→ Aufgabenstellung
Setzen Sie den Textauszug über die Förderer des Forschungszentrums FZN in dessen Startphase im Anschluss an das Zitat von Michael Winklhofer fort.

··· Textauszug

Große Vertrauensbasis
In dieser Startphase gab es große Unterstützung aus den eigenen Reihen und von der Universitätsleitung. Zu den wichtigsten Förderern zählen der damalige Uni-Präsident und Wirtschaftswissenschaftler Prof. Uwe Schneidewind. Er hat sich ab 2004 wie sein Vorgänger Prof. Siegfried Grubitzsch (Amtszeit von 1998 bis 2004) sehr für das Forschungszentrum engagiert. Unterstützung gab es auch von den Gründungsmitgliedern, wie der Neurobiologin Prof. Christiane Richter-Landsberg, Prof. Birger Kollmeier und Prof. Volker Mellert aus der Medizinischen Physik und Akustik, dem Festkörperphysiker Prof. Jürgen Parisi, dem Informatiker Prof. Wolfgang Nebel, Prof. Hans Colonius und Prof. Mark Greenlee aus der Psychologie sowie dem Radiologen Dr. Georg Fahrendorf und dem HNO-Arzt Dr. Rüdiger Schönfeld vom Evangelischen Krankenhaus. Der kollegiale Austausch war von Anfang an von zentraler Bedeutung. „Unter den Kolleg*innen gab es eine große Vertrauensbasis, damit konnten wir auch stürmische Zeiten überstehen“, fasst Weiler zusammen. Seit der Gründung des FZN haben die Verantwortlichen deshalb stets darauf geachtet, dass sie passendes und gutes Personal finden. „Für unsere Vorhaben brauchen wir Zugpferde, die eine Vision haben und diese hier vorantreiben“, erklärt der geschäftsführende Direktor Michael Winklhofer.

······
··· Aufgeführte Einträge

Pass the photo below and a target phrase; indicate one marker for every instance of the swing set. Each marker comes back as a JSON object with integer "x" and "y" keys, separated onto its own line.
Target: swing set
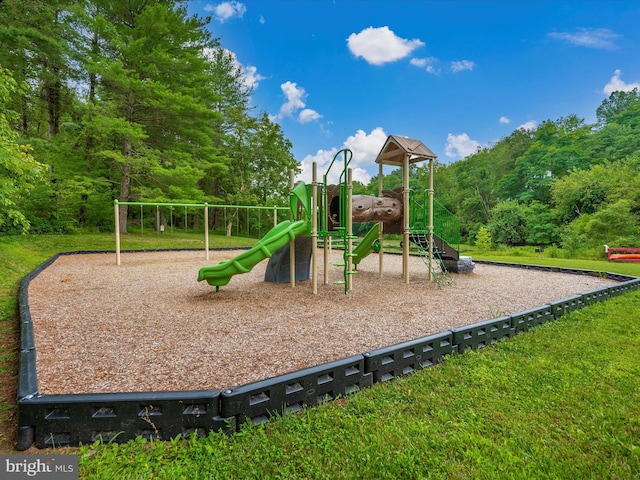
{"x": 231, "y": 214}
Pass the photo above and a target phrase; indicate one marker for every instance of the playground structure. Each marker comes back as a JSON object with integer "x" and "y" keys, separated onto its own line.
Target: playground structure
{"x": 322, "y": 211}
{"x": 622, "y": 254}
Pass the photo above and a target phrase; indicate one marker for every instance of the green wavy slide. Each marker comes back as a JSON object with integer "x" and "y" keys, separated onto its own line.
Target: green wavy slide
{"x": 220, "y": 274}
{"x": 365, "y": 246}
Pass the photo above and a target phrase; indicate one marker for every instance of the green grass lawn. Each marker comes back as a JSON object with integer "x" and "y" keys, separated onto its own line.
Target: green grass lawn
{"x": 561, "y": 401}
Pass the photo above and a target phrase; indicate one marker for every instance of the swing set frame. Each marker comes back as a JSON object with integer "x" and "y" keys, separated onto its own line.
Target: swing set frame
{"x": 205, "y": 206}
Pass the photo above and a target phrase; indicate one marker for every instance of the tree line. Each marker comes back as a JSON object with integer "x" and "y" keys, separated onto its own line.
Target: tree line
{"x": 125, "y": 100}
{"x": 136, "y": 101}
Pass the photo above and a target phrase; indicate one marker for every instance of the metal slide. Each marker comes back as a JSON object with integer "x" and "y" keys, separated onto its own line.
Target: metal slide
{"x": 220, "y": 274}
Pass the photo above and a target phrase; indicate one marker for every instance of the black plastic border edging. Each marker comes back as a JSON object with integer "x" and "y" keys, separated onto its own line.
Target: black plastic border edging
{"x": 72, "y": 419}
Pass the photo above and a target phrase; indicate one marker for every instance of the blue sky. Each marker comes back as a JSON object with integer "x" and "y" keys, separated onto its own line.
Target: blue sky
{"x": 454, "y": 74}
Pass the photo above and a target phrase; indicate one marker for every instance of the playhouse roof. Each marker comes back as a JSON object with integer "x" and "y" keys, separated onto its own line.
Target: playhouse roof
{"x": 396, "y": 147}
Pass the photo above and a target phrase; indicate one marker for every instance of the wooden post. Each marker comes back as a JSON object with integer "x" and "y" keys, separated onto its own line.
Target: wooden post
{"x": 292, "y": 242}
{"x": 380, "y": 233}
{"x": 431, "y": 219}
{"x": 206, "y": 231}
{"x": 116, "y": 209}
{"x": 314, "y": 228}
{"x": 349, "y": 229}
{"x": 406, "y": 219}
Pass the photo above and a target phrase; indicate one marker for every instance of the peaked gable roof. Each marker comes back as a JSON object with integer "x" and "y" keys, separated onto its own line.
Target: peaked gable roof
{"x": 396, "y": 147}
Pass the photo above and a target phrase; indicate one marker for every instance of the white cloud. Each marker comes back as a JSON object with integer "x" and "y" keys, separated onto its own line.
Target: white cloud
{"x": 530, "y": 125}
{"x": 295, "y": 103}
{"x": 365, "y": 148}
{"x": 589, "y": 37}
{"x": 227, "y": 10}
{"x": 307, "y": 115}
{"x": 426, "y": 63}
{"x": 251, "y": 77}
{"x": 296, "y": 98}
{"x": 616, "y": 84}
{"x": 380, "y": 45}
{"x": 461, "y": 65}
{"x": 460, "y": 146}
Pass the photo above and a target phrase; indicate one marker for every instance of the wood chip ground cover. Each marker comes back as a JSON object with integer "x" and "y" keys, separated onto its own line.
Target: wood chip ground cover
{"x": 148, "y": 325}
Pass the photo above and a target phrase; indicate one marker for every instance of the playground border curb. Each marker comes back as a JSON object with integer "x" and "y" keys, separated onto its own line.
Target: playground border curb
{"x": 73, "y": 419}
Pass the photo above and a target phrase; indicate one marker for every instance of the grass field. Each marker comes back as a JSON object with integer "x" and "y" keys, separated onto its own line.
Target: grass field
{"x": 561, "y": 401}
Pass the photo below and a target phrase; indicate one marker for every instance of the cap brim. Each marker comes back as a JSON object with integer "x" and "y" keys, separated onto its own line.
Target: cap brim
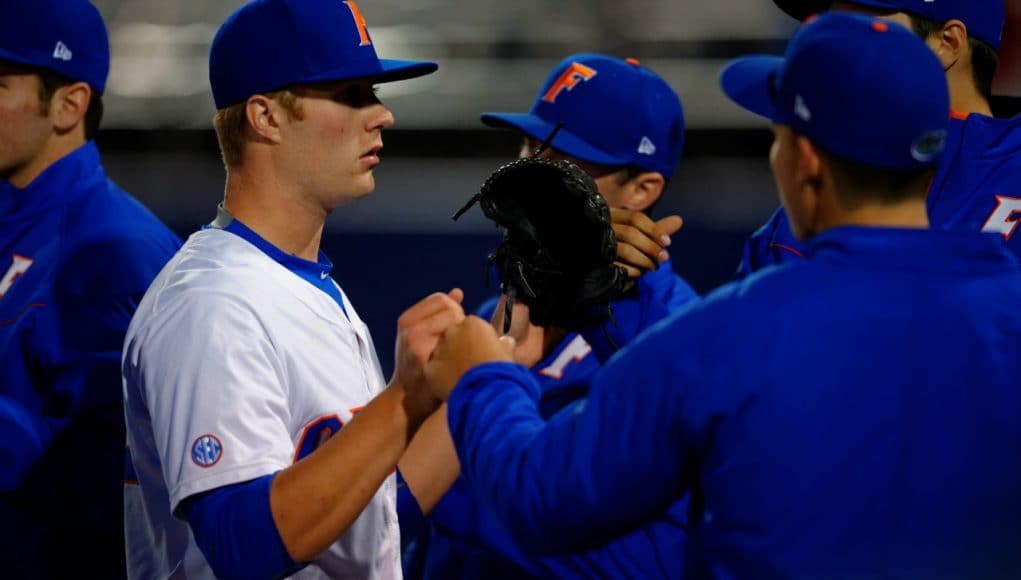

······

→ Ihre Antwort
Baustein für weitere Entwicklungen
Wichtig war bei allen Vorhaben die langfristige Planung und ein gewisser Weitblick. Dabei wurde kein Schritt oder Arbeitsprozess als vergebens eingestuft, sondern alles hat das Projekt „Forschungszentrum Neurosensorik“ vorangebracht. „Zusammen mit einer gesunden Feedback-Kultur für die Qualitätssicherung war das unser Erfolgsrezept“, resümiert Georg Klump. Michael Winklhofer ergänzt: „Hier wurde nie nur in fachlichen Kategorien gedacht, eine enge Vernetzung der verschiedenen Disziplinen und Denkweisen haben unser Konzept stets ausgemacht.“ Deshalb hätte sich hier – neben anderen Instituten wie zum Beispiel dem OFFIS oder dem ICBM – eine starke Forschungskultur gebildet. Das FZN sei ebenfalls ein wichtiger Baustein für die Entstehung der heutigen Universitätsmedizin Oldenburg, und es biete der Medizin bis heute ein starkes Fundament an der Universität. Auch die Idee zur Gründung der Graduiertenschule OLTECH sei ebenfalls hier entstanden, und Georg Klump übernahm über zehn Jahre lang die Leitung der Graduiertenschule. Das Forschungszentrum selbst erfuhr zudem einige interne Änderungen: Es wurde neu strukturiert und in fünf Sektionen aufgeteilt, die sich thematischen Schwerpunktgebieten innerhalb der Neurosensorik an der Universität Oldenburg widmeten. 2015 öffnete das dazugehörige Forschungsgebäude – das „NeSSy“ („Neurosensorik und Sicherheitskritische Systeme“) – seine Türen.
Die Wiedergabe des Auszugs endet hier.